+++ EXTRACTED MATERIAL
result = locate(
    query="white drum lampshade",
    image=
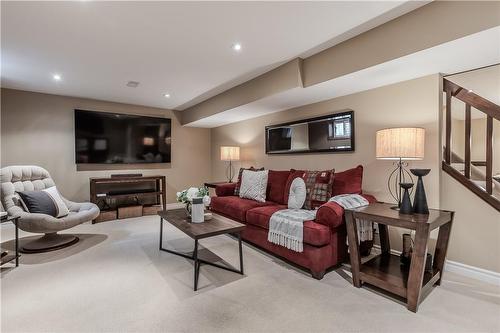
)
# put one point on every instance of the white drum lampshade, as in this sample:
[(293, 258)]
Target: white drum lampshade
[(406, 143), (401, 144), (230, 153)]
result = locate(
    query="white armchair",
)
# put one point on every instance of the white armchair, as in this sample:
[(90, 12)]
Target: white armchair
[(33, 178)]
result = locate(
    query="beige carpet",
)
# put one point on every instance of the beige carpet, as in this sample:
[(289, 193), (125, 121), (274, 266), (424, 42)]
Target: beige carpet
[(116, 280)]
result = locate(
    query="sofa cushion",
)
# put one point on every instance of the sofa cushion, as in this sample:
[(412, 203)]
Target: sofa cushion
[(238, 182), (297, 194), (293, 174), (348, 181), (319, 187), (314, 233), (235, 207), (254, 185), (276, 184)]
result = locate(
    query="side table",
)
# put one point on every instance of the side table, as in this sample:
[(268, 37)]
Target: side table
[(214, 184), (9, 257), (385, 270)]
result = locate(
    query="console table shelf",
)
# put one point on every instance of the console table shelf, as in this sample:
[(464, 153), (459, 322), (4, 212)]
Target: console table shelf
[(386, 270)]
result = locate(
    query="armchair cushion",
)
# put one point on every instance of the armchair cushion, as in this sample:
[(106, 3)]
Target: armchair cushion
[(32, 178)]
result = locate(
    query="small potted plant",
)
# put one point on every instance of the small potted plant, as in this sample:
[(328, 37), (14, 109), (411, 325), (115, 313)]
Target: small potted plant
[(186, 196)]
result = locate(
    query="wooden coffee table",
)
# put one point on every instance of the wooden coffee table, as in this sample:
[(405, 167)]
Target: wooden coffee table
[(218, 225)]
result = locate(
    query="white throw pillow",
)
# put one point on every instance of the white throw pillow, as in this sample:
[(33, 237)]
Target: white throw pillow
[(297, 195), (254, 185), (61, 208)]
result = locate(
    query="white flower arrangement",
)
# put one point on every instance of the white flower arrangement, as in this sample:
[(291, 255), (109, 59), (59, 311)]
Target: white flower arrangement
[(187, 196)]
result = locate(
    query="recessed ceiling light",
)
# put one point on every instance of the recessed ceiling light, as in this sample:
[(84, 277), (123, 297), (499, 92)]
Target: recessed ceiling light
[(132, 84), (236, 47)]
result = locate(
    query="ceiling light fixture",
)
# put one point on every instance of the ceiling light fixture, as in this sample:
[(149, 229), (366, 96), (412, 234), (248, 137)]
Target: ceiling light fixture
[(132, 84), (237, 47)]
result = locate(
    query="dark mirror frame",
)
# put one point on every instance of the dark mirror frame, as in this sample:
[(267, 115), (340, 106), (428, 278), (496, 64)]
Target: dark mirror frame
[(333, 150)]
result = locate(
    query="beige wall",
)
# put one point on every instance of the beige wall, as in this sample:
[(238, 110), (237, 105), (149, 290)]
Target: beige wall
[(476, 229), (411, 103), (39, 129)]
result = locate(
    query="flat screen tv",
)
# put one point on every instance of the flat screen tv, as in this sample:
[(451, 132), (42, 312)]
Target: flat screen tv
[(112, 138)]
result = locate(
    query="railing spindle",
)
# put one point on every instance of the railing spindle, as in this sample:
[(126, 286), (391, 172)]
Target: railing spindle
[(447, 149), (467, 140), (489, 155)]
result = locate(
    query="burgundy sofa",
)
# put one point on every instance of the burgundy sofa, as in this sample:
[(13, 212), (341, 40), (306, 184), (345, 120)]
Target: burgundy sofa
[(324, 238)]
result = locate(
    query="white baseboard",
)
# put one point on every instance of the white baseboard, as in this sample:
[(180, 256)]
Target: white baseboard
[(465, 270), (175, 205), (473, 272)]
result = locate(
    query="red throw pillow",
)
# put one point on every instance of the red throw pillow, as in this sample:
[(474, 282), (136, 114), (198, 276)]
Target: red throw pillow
[(238, 183), (276, 184), (318, 186), (349, 181)]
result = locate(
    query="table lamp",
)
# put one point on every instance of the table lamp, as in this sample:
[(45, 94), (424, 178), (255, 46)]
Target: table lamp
[(400, 144), (230, 153)]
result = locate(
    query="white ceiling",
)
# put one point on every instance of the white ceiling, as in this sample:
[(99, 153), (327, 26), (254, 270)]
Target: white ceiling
[(180, 48), (455, 56)]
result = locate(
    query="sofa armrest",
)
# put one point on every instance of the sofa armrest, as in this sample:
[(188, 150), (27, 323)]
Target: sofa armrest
[(331, 214), (224, 190)]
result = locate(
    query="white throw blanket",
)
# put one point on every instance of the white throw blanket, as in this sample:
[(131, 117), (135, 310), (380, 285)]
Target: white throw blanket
[(365, 228), (286, 228)]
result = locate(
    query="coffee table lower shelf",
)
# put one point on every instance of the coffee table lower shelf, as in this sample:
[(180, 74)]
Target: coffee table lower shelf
[(385, 271)]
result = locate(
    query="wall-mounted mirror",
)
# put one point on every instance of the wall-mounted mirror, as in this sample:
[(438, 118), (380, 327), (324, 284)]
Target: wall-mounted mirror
[(331, 133)]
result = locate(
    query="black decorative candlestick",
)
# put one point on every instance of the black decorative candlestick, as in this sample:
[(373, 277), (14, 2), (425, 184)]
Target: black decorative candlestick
[(420, 200), (406, 207)]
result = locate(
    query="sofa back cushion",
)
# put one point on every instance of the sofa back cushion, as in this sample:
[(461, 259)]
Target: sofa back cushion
[(238, 182), (318, 187), (349, 181), (292, 175), (276, 184)]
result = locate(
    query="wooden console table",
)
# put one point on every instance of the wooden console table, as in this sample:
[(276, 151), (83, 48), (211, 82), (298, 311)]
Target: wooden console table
[(385, 270), (100, 188)]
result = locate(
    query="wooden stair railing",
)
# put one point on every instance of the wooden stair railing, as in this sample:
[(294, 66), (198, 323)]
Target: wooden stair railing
[(492, 112)]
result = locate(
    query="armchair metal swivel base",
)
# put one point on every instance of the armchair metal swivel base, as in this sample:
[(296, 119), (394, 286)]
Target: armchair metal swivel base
[(32, 178), (49, 242)]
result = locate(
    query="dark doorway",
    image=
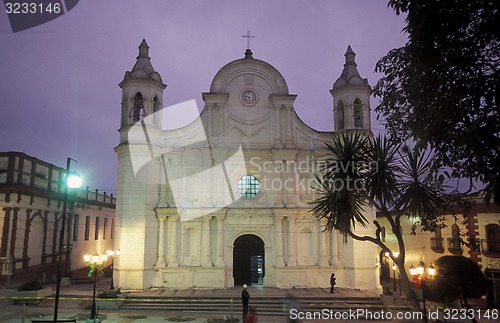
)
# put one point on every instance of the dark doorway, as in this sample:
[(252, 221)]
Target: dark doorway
[(248, 260), (385, 268)]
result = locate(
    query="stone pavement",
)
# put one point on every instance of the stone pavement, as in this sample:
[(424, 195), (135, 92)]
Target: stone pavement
[(76, 299)]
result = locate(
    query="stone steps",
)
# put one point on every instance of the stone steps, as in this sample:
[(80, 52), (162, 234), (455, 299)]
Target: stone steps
[(232, 305)]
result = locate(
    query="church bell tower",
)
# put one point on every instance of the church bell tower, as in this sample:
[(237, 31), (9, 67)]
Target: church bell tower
[(142, 97), (351, 97), (142, 93)]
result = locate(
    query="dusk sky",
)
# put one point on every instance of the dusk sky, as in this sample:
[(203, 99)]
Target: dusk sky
[(59, 81)]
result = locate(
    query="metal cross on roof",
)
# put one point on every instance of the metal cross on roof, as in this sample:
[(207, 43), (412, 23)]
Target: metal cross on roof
[(247, 36)]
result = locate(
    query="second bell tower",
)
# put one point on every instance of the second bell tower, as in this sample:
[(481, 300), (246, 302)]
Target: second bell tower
[(142, 93), (351, 97)]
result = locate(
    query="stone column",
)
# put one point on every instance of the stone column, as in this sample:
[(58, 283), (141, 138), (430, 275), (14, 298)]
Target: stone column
[(323, 260), (292, 242), (173, 261), (160, 261), (205, 228), (279, 241), (219, 262)]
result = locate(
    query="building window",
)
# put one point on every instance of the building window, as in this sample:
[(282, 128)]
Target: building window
[(493, 237), (105, 227), (96, 234), (87, 227), (437, 241), (340, 115), (137, 111), (76, 224), (454, 243), (248, 186), (358, 114)]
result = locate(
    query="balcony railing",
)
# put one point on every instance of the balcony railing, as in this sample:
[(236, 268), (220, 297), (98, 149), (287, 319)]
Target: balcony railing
[(454, 245)]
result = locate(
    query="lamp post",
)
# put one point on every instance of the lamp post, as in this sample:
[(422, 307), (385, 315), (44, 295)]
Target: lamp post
[(420, 276), (95, 263), (112, 254), (72, 181), (394, 268)]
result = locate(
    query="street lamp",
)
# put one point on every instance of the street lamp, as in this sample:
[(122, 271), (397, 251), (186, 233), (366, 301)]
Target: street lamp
[(72, 181), (112, 254), (421, 277), (95, 263), (394, 267)]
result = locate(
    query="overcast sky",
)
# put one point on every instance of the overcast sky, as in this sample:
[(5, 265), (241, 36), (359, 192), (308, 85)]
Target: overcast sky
[(59, 81)]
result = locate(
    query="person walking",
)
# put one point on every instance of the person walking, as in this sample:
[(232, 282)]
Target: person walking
[(245, 299), (332, 283)]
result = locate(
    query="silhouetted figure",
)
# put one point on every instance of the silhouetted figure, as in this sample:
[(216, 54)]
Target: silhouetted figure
[(332, 283), (245, 299)]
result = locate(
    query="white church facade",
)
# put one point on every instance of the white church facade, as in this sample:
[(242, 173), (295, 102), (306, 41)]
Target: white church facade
[(225, 200)]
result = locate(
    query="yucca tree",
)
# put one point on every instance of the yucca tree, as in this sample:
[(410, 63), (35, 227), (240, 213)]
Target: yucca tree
[(364, 171)]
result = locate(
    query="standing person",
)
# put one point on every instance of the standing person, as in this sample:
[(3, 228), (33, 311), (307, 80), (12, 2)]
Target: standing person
[(245, 299), (332, 283)]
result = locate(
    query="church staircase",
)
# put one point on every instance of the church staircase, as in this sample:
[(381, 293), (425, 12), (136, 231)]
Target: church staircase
[(271, 302)]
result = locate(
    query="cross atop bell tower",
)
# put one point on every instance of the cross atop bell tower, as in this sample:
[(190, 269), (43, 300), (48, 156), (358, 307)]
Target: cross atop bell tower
[(248, 52)]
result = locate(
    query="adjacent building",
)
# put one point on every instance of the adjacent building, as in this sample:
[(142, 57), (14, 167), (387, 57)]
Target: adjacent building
[(31, 208)]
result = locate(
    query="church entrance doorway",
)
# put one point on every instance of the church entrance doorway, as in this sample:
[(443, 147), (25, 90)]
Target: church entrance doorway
[(248, 260)]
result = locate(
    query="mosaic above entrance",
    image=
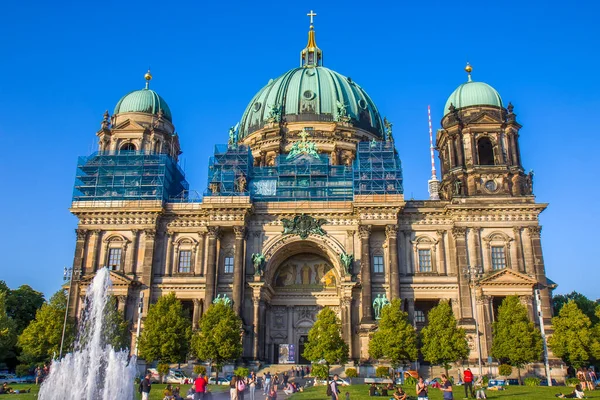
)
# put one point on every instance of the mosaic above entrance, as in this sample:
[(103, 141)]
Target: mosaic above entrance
[(305, 272)]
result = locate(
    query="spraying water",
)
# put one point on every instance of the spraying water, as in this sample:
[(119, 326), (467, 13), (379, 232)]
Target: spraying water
[(94, 370)]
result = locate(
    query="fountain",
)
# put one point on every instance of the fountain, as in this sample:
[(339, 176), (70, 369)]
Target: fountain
[(94, 370)]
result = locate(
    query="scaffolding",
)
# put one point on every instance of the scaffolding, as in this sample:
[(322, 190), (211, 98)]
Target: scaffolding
[(377, 169), (128, 175), (229, 171)]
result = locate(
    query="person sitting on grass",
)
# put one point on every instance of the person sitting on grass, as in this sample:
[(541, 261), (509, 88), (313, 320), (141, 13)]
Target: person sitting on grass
[(400, 394), (576, 394)]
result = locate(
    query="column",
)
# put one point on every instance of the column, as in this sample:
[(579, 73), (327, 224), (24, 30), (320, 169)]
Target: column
[(147, 263), (211, 265), (391, 231), (442, 259), (346, 307), (132, 254), (196, 314), (169, 252), (540, 270), (256, 304), (477, 247), (290, 318), (459, 234), (238, 268), (365, 272), (199, 263), (519, 249)]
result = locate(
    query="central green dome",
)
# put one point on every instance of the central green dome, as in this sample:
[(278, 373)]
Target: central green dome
[(143, 101), (312, 94)]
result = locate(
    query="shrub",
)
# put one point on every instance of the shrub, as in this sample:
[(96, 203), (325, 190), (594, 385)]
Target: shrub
[(320, 371), (382, 372), (243, 372), (22, 370), (351, 373), (532, 381), (505, 370), (199, 369), (410, 380), (572, 382)]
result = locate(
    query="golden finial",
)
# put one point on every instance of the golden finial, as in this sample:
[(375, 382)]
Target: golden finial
[(468, 69), (148, 78)]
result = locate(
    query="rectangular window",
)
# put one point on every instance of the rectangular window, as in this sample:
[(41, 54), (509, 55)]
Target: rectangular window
[(185, 261), (378, 264), (498, 258), (229, 265), (425, 261), (419, 317), (114, 259)]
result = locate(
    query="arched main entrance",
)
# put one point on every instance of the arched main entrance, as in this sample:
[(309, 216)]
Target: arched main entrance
[(301, 285)]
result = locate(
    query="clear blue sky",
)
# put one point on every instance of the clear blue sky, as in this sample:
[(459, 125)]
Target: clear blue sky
[(64, 63)]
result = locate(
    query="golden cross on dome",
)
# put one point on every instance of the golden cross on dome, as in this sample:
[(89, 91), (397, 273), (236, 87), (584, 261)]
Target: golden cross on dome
[(311, 14)]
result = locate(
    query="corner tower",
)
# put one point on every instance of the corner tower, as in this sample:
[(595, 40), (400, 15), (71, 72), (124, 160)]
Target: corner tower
[(479, 145)]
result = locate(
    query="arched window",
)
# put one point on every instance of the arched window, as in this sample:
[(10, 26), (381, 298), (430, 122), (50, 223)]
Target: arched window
[(485, 151), (128, 147)]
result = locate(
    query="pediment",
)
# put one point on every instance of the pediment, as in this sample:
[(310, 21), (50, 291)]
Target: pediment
[(117, 279), (507, 277)]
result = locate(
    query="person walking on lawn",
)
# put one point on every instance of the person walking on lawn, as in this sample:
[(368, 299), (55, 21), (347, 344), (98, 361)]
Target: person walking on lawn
[(468, 383)]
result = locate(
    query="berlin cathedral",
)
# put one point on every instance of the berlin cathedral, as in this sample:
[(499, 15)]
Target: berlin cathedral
[(304, 209)]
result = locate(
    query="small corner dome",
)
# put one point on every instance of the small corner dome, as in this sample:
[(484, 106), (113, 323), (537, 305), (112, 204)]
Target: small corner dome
[(473, 94), (143, 101)]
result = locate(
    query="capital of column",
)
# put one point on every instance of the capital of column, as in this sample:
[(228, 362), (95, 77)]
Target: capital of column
[(364, 231), (214, 232), (239, 231), (81, 234), (459, 232), (391, 231), (534, 231)]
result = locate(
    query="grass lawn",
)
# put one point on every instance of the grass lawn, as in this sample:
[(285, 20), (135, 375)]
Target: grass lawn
[(361, 392), (155, 394)]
++++++
Keeping every character as it is, restate the lines above that run from the line with "arched window, as" through the line with "[(310, 21), (50, 291)]", both included, and nothing else.

# put one point on every instance of the arched window, as in this sample:
[(10, 26), (381, 298), (430, 122), (50, 223)]
Target: arched window
[(485, 151), (128, 147)]
result = locate(
    query="pediment",
)
# put one point on every instance of the pediment, as in this sample:
[(310, 21), (50, 291)]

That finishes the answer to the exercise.